Named-object pointing records =>
####
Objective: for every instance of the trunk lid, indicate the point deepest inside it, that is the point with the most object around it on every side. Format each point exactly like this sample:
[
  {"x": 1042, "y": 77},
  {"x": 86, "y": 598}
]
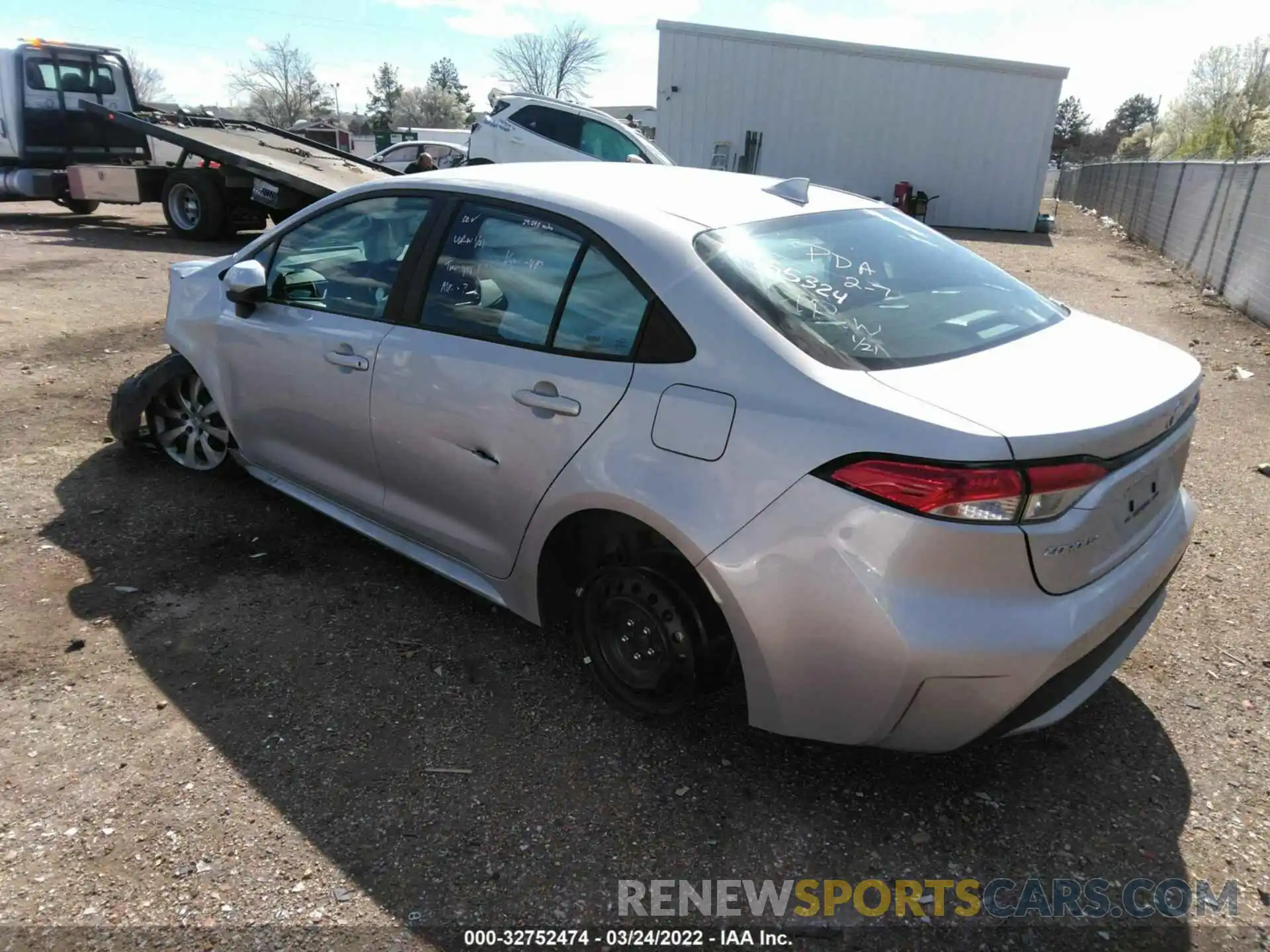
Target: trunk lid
[{"x": 1082, "y": 387}]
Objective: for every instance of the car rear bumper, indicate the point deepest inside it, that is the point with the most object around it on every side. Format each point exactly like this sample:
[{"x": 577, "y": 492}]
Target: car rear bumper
[{"x": 857, "y": 623}]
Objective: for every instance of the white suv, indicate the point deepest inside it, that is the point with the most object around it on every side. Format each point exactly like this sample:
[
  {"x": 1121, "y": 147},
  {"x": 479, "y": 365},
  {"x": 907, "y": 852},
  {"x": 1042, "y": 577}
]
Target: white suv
[{"x": 530, "y": 128}]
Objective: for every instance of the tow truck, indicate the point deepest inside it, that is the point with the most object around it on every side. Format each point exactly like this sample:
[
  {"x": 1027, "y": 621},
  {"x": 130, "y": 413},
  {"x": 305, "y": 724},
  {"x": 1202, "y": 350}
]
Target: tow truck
[{"x": 74, "y": 132}]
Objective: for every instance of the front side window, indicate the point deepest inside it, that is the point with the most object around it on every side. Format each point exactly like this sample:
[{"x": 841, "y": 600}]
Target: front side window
[
  {"x": 499, "y": 276},
  {"x": 41, "y": 74},
  {"x": 552, "y": 124},
  {"x": 607, "y": 143},
  {"x": 873, "y": 288},
  {"x": 70, "y": 77},
  {"x": 347, "y": 259}
]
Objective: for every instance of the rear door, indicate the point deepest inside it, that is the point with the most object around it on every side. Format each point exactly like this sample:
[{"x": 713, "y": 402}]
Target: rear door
[{"x": 521, "y": 348}]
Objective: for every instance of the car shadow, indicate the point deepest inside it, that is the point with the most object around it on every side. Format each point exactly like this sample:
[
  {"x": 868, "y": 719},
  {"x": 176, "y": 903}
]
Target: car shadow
[
  {"x": 999, "y": 238},
  {"x": 335, "y": 677},
  {"x": 113, "y": 233}
]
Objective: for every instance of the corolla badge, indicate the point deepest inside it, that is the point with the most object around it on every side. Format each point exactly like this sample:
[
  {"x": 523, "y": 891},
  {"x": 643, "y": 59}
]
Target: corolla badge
[
  {"x": 1174, "y": 414},
  {"x": 1071, "y": 546}
]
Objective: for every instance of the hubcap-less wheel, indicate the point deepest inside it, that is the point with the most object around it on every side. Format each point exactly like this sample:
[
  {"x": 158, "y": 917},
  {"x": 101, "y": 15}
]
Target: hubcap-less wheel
[
  {"x": 189, "y": 424},
  {"x": 638, "y": 639},
  {"x": 185, "y": 207}
]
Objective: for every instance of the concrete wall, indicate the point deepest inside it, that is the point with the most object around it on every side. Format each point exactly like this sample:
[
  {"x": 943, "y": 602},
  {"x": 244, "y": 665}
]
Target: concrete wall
[{"x": 1210, "y": 218}]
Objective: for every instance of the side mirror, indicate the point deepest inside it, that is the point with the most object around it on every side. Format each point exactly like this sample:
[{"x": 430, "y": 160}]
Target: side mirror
[{"x": 245, "y": 286}]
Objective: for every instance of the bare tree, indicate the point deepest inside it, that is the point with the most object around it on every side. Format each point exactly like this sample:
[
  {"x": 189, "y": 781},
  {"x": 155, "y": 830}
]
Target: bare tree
[
  {"x": 431, "y": 107},
  {"x": 556, "y": 65},
  {"x": 278, "y": 83},
  {"x": 146, "y": 80}
]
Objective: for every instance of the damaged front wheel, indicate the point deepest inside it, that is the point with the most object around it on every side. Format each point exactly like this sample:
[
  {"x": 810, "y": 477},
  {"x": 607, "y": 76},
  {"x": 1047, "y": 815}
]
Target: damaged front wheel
[{"x": 187, "y": 424}]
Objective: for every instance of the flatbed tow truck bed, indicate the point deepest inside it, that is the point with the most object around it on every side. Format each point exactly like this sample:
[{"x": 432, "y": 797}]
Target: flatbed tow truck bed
[{"x": 249, "y": 171}]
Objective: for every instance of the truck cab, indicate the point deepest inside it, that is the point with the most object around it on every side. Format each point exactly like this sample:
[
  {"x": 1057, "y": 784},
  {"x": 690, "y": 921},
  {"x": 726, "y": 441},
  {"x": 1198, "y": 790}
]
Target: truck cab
[
  {"x": 42, "y": 121},
  {"x": 44, "y": 126}
]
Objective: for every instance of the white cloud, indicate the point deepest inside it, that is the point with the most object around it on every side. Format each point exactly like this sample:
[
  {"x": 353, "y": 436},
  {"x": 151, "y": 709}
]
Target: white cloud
[
  {"x": 484, "y": 24},
  {"x": 629, "y": 77},
  {"x": 621, "y": 13},
  {"x": 1158, "y": 41},
  {"x": 876, "y": 30}
]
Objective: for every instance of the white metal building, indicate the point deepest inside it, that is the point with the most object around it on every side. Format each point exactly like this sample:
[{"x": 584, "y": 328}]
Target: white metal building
[{"x": 976, "y": 132}]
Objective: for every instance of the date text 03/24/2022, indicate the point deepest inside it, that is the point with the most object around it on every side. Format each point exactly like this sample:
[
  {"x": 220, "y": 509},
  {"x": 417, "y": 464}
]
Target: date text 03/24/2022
[{"x": 615, "y": 938}]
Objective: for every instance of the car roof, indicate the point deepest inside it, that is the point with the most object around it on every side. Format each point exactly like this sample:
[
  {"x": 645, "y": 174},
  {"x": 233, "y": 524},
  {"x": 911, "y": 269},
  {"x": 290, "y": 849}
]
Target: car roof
[{"x": 705, "y": 197}]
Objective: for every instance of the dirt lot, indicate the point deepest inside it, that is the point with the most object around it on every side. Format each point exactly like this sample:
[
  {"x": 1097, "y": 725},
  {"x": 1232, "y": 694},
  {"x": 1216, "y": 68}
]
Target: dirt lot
[{"x": 241, "y": 739}]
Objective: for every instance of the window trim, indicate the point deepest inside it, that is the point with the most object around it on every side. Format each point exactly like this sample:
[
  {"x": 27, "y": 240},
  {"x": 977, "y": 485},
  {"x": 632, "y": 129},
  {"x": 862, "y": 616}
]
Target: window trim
[
  {"x": 621, "y": 131},
  {"x": 413, "y": 303},
  {"x": 397, "y": 295}
]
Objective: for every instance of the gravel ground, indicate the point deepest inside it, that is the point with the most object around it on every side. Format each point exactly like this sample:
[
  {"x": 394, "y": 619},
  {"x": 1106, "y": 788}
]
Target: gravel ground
[{"x": 218, "y": 709}]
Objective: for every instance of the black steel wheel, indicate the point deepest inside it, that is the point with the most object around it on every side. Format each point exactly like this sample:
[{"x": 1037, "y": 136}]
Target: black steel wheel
[
  {"x": 193, "y": 205},
  {"x": 80, "y": 206},
  {"x": 636, "y": 630}
]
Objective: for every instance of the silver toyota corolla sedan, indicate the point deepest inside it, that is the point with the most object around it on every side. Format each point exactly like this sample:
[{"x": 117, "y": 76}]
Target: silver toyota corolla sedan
[{"x": 719, "y": 426}]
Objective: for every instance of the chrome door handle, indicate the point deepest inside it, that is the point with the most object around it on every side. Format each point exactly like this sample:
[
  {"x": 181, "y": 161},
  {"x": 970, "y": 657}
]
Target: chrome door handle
[
  {"x": 352, "y": 361},
  {"x": 564, "y": 407}
]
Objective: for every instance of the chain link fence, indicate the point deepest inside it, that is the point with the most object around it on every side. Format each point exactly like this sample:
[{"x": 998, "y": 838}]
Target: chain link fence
[{"x": 1210, "y": 218}]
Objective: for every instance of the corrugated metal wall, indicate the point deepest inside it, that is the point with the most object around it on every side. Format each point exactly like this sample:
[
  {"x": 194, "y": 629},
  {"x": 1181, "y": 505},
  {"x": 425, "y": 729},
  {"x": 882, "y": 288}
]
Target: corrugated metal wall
[
  {"x": 1210, "y": 218},
  {"x": 977, "y": 139}
]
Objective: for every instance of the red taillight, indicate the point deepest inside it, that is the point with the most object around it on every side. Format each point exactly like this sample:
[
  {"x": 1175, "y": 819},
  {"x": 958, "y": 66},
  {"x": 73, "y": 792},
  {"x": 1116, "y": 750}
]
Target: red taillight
[
  {"x": 1052, "y": 491},
  {"x": 973, "y": 494},
  {"x": 952, "y": 492}
]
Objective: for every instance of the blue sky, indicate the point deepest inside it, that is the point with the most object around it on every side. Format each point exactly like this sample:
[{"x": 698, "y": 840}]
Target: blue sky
[{"x": 1114, "y": 48}]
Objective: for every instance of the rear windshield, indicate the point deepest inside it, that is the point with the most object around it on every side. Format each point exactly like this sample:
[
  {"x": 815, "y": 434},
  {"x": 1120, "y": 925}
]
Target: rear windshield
[{"x": 873, "y": 288}]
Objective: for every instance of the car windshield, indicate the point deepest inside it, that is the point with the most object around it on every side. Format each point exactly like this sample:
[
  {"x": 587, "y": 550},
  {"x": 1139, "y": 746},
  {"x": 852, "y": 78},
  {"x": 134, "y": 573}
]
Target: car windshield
[{"x": 873, "y": 288}]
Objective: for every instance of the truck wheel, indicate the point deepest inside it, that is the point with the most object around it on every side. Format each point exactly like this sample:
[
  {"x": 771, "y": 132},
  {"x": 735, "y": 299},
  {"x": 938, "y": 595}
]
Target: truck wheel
[
  {"x": 193, "y": 206},
  {"x": 80, "y": 206}
]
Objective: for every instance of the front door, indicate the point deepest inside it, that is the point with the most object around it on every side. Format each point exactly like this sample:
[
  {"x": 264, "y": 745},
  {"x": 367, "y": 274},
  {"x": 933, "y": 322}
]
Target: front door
[
  {"x": 296, "y": 372},
  {"x": 523, "y": 348}
]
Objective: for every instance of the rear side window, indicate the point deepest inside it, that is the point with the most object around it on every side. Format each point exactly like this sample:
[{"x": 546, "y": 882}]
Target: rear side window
[
  {"x": 516, "y": 278},
  {"x": 603, "y": 311},
  {"x": 552, "y": 124},
  {"x": 499, "y": 276},
  {"x": 873, "y": 288}
]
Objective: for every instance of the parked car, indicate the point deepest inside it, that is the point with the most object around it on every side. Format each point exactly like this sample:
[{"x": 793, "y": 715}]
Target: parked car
[
  {"x": 531, "y": 128},
  {"x": 714, "y": 424},
  {"x": 402, "y": 154}
]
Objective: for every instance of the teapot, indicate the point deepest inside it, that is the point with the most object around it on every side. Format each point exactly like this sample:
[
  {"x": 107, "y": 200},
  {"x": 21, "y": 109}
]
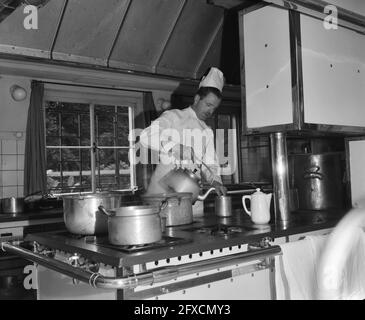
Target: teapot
[
  {"x": 260, "y": 206},
  {"x": 185, "y": 180}
]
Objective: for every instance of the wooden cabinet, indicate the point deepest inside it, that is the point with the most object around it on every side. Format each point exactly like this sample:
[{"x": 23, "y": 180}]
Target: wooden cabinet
[{"x": 298, "y": 75}]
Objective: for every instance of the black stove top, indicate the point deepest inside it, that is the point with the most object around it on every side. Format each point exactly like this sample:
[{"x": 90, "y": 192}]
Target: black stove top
[
  {"x": 103, "y": 241},
  {"x": 220, "y": 229}
]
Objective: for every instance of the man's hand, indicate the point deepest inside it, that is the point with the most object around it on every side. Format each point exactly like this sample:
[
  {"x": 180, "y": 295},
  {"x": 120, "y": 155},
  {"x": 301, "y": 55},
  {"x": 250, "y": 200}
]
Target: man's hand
[
  {"x": 181, "y": 152},
  {"x": 220, "y": 189}
]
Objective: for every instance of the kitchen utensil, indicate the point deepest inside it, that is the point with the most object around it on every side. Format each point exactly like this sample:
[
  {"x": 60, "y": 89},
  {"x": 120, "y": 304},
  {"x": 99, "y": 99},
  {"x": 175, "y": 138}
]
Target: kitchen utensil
[
  {"x": 186, "y": 181},
  {"x": 12, "y": 205},
  {"x": 260, "y": 206},
  {"x": 81, "y": 213},
  {"x": 223, "y": 206},
  {"x": 176, "y": 207},
  {"x": 318, "y": 179},
  {"x": 133, "y": 225}
]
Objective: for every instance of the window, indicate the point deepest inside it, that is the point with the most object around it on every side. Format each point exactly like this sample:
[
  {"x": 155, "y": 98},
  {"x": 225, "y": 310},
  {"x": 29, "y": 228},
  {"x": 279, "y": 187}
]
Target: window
[
  {"x": 226, "y": 118},
  {"x": 87, "y": 145}
]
####
Challenge => Write out exactly the lines from the line holding "Objective: for every instance of the teapot, indicate" through the last line of the records above, inclusive, and nothing more. Leave out the pictures.

Answer to this problem =>
Objective: for every instance of the teapot, indicate the point deepest inside it, that is the point with the most object around it on every side. Format each point exactly like this sample:
[
  {"x": 107, "y": 200},
  {"x": 21, "y": 109}
]
Target: teapot
[
  {"x": 260, "y": 206},
  {"x": 185, "y": 180}
]
Objective: for every instance of the wooden cabinet, indicate the point deepest inside it, that is the point with the most object around it on every side. Format each point exactly like this sample:
[{"x": 23, "y": 180}]
Target: wooden cabinet
[{"x": 298, "y": 75}]
Objective: for every instance of the black stove top, indicate the point deepest inside it, that is the point with the most object around it on every side. Format each point exactly like this sample:
[{"x": 90, "y": 192}]
Target: black stove top
[
  {"x": 103, "y": 241},
  {"x": 220, "y": 229}
]
Objective: for every instance of the man's hand, indicate the point deepest inside it, that is the point with the most object around it on every side. Format each point exactly like this sample:
[
  {"x": 180, "y": 295},
  {"x": 120, "y": 155},
  {"x": 301, "y": 55},
  {"x": 250, "y": 200}
]
Target: man's hand
[
  {"x": 181, "y": 152},
  {"x": 220, "y": 189}
]
Objective: for every instance of the kitchen utensil, indicate the point deepest inside it, that is the point with the most object around it on every side. Format each point exactly like this sample:
[
  {"x": 60, "y": 89},
  {"x": 120, "y": 304},
  {"x": 99, "y": 99},
  {"x": 175, "y": 138}
]
Target: kitchen utensil
[
  {"x": 186, "y": 181},
  {"x": 12, "y": 205},
  {"x": 260, "y": 206},
  {"x": 81, "y": 213},
  {"x": 223, "y": 206},
  {"x": 176, "y": 207},
  {"x": 318, "y": 179},
  {"x": 133, "y": 225}
]
Objective: for every instance of the window, indicate the point deepest inside it, that is the point with the most object around it on every side. Format each point exactly like this sample:
[
  {"x": 155, "y": 98},
  {"x": 225, "y": 310},
  {"x": 29, "y": 228},
  {"x": 279, "y": 187}
]
Target: window
[
  {"x": 226, "y": 118},
  {"x": 87, "y": 145}
]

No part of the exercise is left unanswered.